List every line in the records below that contains the word "background".

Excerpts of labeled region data
(begin)

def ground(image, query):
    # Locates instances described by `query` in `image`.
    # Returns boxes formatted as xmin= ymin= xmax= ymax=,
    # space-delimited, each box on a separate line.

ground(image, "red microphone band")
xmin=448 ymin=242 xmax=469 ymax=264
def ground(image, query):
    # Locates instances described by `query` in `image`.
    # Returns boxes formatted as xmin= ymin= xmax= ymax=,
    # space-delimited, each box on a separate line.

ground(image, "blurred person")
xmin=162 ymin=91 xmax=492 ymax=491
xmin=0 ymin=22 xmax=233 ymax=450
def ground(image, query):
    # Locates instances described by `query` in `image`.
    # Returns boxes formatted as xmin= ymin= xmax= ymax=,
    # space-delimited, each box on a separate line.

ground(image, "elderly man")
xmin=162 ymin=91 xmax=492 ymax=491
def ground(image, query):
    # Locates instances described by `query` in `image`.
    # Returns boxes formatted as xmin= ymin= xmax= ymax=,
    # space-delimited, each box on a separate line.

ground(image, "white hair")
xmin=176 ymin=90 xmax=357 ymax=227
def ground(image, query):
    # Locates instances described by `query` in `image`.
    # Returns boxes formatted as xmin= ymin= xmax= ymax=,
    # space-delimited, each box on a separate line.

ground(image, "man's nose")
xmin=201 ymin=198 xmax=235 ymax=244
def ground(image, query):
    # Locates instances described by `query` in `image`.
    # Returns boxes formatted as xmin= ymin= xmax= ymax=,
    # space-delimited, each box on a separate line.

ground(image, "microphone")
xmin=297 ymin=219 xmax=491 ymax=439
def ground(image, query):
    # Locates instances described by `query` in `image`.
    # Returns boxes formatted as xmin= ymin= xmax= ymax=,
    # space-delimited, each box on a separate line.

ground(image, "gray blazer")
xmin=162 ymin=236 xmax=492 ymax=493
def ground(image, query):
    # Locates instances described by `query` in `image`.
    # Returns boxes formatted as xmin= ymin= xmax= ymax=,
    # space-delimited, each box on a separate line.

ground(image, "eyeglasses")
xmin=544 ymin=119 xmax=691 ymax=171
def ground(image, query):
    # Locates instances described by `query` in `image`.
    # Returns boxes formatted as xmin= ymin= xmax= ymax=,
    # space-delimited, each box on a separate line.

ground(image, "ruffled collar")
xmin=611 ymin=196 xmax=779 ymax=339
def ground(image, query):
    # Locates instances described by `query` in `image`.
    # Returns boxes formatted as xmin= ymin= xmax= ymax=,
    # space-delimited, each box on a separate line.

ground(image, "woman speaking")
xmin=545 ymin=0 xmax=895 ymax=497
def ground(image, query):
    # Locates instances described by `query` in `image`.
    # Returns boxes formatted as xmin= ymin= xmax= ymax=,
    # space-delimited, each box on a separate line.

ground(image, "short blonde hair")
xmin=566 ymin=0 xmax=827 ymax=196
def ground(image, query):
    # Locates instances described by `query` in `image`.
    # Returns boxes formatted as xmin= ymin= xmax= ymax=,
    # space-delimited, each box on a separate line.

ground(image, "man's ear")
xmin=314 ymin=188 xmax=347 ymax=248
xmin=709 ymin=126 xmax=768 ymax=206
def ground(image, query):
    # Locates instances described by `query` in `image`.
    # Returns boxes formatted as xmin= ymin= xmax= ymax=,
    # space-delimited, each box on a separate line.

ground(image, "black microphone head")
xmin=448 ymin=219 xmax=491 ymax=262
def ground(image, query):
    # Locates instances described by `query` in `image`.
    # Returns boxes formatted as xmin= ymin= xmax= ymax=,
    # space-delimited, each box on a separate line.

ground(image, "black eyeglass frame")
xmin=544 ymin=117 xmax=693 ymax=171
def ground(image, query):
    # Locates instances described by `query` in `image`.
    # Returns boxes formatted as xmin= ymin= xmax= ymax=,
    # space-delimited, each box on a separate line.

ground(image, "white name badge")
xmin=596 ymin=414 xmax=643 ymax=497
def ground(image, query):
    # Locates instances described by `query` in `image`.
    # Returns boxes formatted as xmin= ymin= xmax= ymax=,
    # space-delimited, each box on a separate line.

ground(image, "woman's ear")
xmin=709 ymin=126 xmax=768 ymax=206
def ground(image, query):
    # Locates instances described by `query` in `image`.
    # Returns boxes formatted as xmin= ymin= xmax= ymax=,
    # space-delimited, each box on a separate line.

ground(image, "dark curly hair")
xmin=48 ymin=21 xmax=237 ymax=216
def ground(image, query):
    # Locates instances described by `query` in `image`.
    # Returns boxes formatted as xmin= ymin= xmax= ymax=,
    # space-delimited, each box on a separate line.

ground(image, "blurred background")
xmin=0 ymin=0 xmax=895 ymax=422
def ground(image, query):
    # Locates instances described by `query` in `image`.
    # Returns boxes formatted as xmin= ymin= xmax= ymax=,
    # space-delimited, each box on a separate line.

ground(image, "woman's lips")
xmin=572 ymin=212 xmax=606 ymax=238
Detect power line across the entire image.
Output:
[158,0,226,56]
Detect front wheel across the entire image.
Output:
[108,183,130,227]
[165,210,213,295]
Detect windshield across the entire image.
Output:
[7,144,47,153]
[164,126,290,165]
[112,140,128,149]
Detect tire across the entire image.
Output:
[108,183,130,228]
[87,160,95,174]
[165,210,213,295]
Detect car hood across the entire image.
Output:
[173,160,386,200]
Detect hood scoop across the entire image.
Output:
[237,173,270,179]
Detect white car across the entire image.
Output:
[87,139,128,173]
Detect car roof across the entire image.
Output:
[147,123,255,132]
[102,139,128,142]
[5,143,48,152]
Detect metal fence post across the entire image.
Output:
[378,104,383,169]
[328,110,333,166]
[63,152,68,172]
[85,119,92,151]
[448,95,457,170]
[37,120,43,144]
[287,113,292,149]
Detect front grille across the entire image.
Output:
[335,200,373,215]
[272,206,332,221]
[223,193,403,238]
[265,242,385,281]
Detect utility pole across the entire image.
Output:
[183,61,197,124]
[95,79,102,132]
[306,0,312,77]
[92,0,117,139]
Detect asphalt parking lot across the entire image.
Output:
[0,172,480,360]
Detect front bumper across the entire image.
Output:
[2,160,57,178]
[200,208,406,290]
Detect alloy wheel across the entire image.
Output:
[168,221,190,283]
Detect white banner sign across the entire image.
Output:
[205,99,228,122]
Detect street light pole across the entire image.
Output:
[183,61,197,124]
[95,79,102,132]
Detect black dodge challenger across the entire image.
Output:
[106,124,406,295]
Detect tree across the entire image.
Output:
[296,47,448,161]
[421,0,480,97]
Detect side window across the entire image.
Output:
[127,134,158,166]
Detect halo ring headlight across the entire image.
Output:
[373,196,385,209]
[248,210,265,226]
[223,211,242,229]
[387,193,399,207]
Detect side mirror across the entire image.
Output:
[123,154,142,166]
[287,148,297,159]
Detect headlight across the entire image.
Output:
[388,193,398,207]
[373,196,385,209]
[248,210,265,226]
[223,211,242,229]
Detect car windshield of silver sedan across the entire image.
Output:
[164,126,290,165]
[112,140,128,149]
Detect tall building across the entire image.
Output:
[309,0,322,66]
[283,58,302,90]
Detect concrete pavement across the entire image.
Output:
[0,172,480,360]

(end)
(begin)

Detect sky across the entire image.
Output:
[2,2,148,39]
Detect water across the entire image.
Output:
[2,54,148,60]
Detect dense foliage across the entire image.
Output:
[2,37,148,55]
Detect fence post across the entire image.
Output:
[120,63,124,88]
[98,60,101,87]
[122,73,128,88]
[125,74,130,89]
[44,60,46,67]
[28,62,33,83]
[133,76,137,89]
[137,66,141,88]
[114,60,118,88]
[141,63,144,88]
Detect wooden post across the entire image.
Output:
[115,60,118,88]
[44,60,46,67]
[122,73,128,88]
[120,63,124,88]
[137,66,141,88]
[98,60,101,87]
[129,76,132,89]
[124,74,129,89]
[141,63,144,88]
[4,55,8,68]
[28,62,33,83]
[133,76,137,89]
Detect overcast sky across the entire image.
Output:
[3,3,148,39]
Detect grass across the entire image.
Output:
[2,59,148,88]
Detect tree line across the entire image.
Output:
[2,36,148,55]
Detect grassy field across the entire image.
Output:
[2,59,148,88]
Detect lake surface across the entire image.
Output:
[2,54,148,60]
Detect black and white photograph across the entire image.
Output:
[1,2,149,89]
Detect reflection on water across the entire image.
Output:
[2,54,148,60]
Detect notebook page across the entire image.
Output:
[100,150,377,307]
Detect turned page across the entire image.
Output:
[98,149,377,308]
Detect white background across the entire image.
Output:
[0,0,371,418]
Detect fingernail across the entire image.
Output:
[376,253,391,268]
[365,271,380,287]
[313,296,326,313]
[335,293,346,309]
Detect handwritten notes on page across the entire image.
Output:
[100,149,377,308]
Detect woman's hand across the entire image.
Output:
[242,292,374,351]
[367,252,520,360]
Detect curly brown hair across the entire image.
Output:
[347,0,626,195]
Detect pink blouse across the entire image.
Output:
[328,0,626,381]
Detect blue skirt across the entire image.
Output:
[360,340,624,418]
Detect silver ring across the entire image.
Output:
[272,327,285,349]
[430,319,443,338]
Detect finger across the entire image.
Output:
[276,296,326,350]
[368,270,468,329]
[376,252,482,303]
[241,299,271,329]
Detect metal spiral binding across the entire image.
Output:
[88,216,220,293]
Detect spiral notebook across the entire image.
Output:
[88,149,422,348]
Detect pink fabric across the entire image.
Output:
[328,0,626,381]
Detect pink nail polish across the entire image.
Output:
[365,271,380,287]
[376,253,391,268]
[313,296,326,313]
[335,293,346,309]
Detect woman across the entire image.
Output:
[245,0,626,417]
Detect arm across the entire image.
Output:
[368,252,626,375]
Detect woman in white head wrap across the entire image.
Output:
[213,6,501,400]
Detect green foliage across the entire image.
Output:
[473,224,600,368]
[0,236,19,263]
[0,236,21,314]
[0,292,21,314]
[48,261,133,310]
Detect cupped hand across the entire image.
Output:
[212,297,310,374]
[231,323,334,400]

(end)

# Task output:
ground(image, "blurred background")
Detect white background across the entire image.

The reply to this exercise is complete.